Task requirements:
Show each line from the records below in which the word "beige" occurs.

============

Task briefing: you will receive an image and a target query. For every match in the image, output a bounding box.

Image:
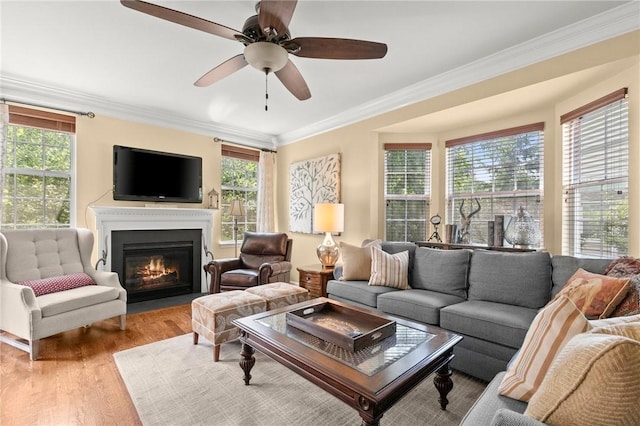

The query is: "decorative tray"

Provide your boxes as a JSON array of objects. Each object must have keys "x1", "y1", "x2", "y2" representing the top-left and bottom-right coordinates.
[{"x1": 285, "y1": 301, "x2": 396, "y2": 352}]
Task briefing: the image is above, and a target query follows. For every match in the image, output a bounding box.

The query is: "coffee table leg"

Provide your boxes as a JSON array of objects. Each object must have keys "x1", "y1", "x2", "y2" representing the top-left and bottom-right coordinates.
[
  {"x1": 433, "y1": 362, "x2": 453, "y2": 410},
  {"x1": 239, "y1": 341, "x2": 255, "y2": 386}
]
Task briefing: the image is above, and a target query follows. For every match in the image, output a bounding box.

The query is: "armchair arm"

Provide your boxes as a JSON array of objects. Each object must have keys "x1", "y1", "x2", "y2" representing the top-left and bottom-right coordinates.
[
  {"x1": 491, "y1": 409, "x2": 546, "y2": 426},
  {"x1": 258, "y1": 260, "x2": 292, "y2": 284},
  {"x1": 0, "y1": 279, "x2": 41, "y2": 339},
  {"x1": 84, "y1": 269, "x2": 127, "y2": 302},
  {"x1": 204, "y1": 258, "x2": 243, "y2": 293}
]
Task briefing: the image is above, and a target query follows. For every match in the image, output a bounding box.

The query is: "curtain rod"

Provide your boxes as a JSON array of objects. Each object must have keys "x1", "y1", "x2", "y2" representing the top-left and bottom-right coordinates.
[
  {"x1": 1, "y1": 98, "x2": 95, "y2": 118},
  {"x1": 213, "y1": 137, "x2": 276, "y2": 153}
]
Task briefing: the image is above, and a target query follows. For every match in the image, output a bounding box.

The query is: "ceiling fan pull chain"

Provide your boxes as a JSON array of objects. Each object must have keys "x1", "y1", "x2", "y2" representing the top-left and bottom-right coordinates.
[{"x1": 265, "y1": 70, "x2": 269, "y2": 111}]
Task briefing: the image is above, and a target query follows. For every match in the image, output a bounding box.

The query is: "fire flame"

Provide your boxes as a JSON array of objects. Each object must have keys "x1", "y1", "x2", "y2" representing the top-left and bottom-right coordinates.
[{"x1": 144, "y1": 256, "x2": 176, "y2": 279}]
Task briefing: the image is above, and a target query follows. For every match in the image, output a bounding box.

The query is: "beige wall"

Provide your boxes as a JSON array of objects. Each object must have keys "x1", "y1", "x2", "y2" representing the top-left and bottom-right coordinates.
[
  {"x1": 75, "y1": 116, "x2": 226, "y2": 260},
  {"x1": 278, "y1": 33, "x2": 640, "y2": 280},
  {"x1": 73, "y1": 32, "x2": 639, "y2": 275}
]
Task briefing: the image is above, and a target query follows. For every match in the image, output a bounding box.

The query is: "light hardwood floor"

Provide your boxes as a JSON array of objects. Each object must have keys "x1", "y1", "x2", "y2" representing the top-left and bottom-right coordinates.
[{"x1": 0, "y1": 304, "x2": 192, "y2": 425}]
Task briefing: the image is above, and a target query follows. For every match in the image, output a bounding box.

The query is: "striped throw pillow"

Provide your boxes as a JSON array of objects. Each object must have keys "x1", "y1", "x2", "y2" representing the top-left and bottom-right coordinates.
[
  {"x1": 498, "y1": 295, "x2": 591, "y2": 402},
  {"x1": 368, "y1": 246, "x2": 410, "y2": 289}
]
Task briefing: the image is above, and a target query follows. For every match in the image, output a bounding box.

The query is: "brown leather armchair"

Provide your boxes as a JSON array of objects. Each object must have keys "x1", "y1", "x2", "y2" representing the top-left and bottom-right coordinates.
[{"x1": 204, "y1": 232, "x2": 293, "y2": 293}]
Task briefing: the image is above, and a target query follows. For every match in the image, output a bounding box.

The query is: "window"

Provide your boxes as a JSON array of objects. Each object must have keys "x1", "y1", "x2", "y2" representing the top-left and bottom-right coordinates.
[
  {"x1": 562, "y1": 88, "x2": 628, "y2": 258},
  {"x1": 220, "y1": 144, "x2": 259, "y2": 242},
  {"x1": 384, "y1": 144, "x2": 431, "y2": 242},
  {"x1": 1, "y1": 106, "x2": 75, "y2": 229},
  {"x1": 445, "y1": 123, "x2": 544, "y2": 246}
]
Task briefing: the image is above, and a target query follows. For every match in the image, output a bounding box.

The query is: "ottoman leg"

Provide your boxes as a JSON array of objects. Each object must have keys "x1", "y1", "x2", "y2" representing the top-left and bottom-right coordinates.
[
  {"x1": 193, "y1": 332, "x2": 199, "y2": 345},
  {"x1": 213, "y1": 344, "x2": 221, "y2": 362}
]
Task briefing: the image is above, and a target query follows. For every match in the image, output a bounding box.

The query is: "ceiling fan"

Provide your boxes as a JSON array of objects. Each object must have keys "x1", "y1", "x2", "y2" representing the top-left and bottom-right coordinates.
[{"x1": 120, "y1": 0, "x2": 388, "y2": 104}]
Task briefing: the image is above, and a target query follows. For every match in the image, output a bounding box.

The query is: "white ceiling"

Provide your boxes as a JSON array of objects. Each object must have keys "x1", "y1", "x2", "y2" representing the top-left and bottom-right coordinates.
[{"x1": 1, "y1": 1, "x2": 638, "y2": 149}]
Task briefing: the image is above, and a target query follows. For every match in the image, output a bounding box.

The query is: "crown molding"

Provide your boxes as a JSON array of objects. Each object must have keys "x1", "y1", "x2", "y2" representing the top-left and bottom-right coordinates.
[
  {"x1": 0, "y1": 75, "x2": 277, "y2": 151},
  {"x1": 275, "y1": 2, "x2": 640, "y2": 145}
]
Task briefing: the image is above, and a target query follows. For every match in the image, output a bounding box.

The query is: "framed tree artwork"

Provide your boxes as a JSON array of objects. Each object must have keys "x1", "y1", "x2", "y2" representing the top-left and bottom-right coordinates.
[{"x1": 289, "y1": 153, "x2": 341, "y2": 233}]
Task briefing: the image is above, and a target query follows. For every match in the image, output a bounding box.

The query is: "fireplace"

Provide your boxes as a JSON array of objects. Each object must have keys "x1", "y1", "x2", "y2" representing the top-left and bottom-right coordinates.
[{"x1": 112, "y1": 229, "x2": 202, "y2": 303}]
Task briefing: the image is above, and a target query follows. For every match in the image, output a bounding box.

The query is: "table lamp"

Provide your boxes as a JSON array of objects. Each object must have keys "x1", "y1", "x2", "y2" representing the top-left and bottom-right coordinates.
[
  {"x1": 313, "y1": 203, "x2": 344, "y2": 268},
  {"x1": 229, "y1": 199, "x2": 245, "y2": 257}
]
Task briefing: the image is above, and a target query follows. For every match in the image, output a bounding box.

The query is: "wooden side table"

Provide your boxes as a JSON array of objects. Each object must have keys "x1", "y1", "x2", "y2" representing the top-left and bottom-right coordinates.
[{"x1": 297, "y1": 264, "x2": 335, "y2": 298}]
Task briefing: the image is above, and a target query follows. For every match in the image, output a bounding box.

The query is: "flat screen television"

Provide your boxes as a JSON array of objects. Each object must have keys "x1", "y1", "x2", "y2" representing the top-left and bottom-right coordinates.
[{"x1": 113, "y1": 145, "x2": 202, "y2": 203}]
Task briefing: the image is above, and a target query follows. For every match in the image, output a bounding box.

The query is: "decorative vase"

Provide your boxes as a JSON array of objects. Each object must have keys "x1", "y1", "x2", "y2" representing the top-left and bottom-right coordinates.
[{"x1": 504, "y1": 207, "x2": 540, "y2": 248}]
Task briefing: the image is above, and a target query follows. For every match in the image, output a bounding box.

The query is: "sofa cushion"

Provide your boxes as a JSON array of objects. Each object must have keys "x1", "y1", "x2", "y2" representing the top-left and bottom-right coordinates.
[
  {"x1": 19, "y1": 272, "x2": 96, "y2": 296},
  {"x1": 440, "y1": 300, "x2": 538, "y2": 349},
  {"x1": 498, "y1": 296, "x2": 590, "y2": 402},
  {"x1": 605, "y1": 256, "x2": 640, "y2": 317},
  {"x1": 368, "y1": 247, "x2": 410, "y2": 289},
  {"x1": 550, "y1": 255, "x2": 611, "y2": 297},
  {"x1": 326, "y1": 279, "x2": 398, "y2": 308},
  {"x1": 468, "y1": 251, "x2": 551, "y2": 309},
  {"x1": 338, "y1": 240, "x2": 381, "y2": 280},
  {"x1": 37, "y1": 285, "x2": 121, "y2": 317},
  {"x1": 525, "y1": 322, "x2": 640, "y2": 425},
  {"x1": 377, "y1": 289, "x2": 465, "y2": 325},
  {"x1": 551, "y1": 268, "x2": 630, "y2": 319},
  {"x1": 411, "y1": 247, "x2": 470, "y2": 299}
]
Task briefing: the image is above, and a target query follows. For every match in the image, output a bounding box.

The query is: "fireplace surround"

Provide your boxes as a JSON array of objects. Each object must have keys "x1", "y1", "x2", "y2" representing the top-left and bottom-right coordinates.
[
  {"x1": 112, "y1": 229, "x2": 201, "y2": 303},
  {"x1": 91, "y1": 207, "x2": 214, "y2": 299}
]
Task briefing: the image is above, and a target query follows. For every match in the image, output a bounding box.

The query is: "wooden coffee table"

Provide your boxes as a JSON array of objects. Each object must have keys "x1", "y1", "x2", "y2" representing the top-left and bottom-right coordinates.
[{"x1": 232, "y1": 298, "x2": 462, "y2": 426}]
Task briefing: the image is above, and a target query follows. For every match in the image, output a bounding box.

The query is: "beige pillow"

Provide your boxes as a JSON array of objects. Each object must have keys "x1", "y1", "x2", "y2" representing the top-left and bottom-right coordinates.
[
  {"x1": 498, "y1": 296, "x2": 590, "y2": 402},
  {"x1": 553, "y1": 268, "x2": 630, "y2": 319},
  {"x1": 589, "y1": 313, "x2": 640, "y2": 329},
  {"x1": 525, "y1": 323, "x2": 640, "y2": 425},
  {"x1": 368, "y1": 246, "x2": 410, "y2": 289},
  {"x1": 338, "y1": 240, "x2": 381, "y2": 281}
]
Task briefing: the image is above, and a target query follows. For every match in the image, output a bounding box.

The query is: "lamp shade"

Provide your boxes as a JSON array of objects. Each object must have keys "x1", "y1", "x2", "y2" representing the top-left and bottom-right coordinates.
[
  {"x1": 228, "y1": 199, "x2": 245, "y2": 217},
  {"x1": 313, "y1": 203, "x2": 344, "y2": 233}
]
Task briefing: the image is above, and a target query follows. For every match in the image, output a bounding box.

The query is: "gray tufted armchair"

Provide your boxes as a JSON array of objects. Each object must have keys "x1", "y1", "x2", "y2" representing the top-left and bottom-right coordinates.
[{"x1": 0, "y1": 228, "x2": 127, "y2": 360}]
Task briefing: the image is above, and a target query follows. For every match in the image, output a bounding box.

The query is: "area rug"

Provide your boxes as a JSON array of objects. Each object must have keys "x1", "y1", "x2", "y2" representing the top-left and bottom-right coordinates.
[{"x1": 114, "y1": 334, "x2": 486, "y2": 426}]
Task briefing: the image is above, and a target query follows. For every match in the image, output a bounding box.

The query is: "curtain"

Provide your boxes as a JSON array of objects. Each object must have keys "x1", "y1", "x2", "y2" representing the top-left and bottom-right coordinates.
[
  {"x1": 257, "y1": 150, "x2": 275, "y2": 232},
  {"x1": 0, "y1": 104, "x2": 8, "y2": 213}
]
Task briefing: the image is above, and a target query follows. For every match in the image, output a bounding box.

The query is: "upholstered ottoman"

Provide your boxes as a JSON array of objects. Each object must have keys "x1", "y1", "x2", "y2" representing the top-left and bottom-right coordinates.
[
  {"x1": 245, "y1": 282, "x2": 310, "y2": 310},
  {"x1": 192, "y1": 290, "x2": 267, "y2": 361}
]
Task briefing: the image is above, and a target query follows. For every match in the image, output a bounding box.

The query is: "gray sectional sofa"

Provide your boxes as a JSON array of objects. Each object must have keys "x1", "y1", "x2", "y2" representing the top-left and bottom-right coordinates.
[{"x1": 326, "y1": 242, "x2": 611, "y2": 382}]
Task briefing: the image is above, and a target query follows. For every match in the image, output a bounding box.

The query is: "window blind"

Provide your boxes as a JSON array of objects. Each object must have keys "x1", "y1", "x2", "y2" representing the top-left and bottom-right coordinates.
[
  {"x1": 562, "y1": 89, "x2": 628, "y2": 258},
  {"x1": 9, "y1": 105, "x2": 75, "y2": 133},
  {"x1": 445, "y1": 123, "x2": 544, "y2": 246},
  {"x1": 383, "y1": 144, "x2": 431, "y2": 242}
]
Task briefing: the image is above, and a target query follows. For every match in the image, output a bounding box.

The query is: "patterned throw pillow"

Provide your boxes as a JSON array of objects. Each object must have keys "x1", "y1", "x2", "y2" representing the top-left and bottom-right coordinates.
[
  {"x1": 553, "y1": 268, "x2": 630, "y2": 319},
  {"x1": 525, "y1": 322, "x2": 640, "y2": 425},
  {"x1": 19, "y1": 273, "x2": 96, "y2": 296},
  {"x1": 368, "y1": 246, "x2": 410, "y2": 289},
  {"x1": 338, "y1": 239, "x2": 382, "y2": 281},
  {"x1": 498, "y1": 296, "x2": 591, "y2": 402},
  {"x1": 605, "y1": 257, "x2": 640, "y2": 317}
]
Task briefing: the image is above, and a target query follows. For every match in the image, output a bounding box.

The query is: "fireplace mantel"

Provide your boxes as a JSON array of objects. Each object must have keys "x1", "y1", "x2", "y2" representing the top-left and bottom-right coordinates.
[{"x1": 90, "y1": 206, "x2": 215, "y2": 292}]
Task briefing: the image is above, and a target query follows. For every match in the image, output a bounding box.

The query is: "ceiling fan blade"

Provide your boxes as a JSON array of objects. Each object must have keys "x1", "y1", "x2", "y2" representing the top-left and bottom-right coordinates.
[
  {"x1": 286, "y1": 37, "x2": 388, "y2": 60},
  {"x1": 120, "y1": 0, "x2": 242, "y2": 41},
  {"x1": 258, "y1": 0, "x2": 297, "y2": 38},
  {"x1": 194, "y1": 54, "x2": 248, "y2": 87},
  {"x1": 275, "y1": 60, "x2": 311, "y2": 100}
]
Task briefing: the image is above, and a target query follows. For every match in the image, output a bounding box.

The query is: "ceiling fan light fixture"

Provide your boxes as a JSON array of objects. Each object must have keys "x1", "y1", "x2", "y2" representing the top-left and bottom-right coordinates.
[{"x1": 244, "y1": 42, "x2": 288, "y2": 73}]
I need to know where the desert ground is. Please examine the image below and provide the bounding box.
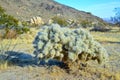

============

Final answer:
The query is: "beige wall"
The query is: "beige pillow"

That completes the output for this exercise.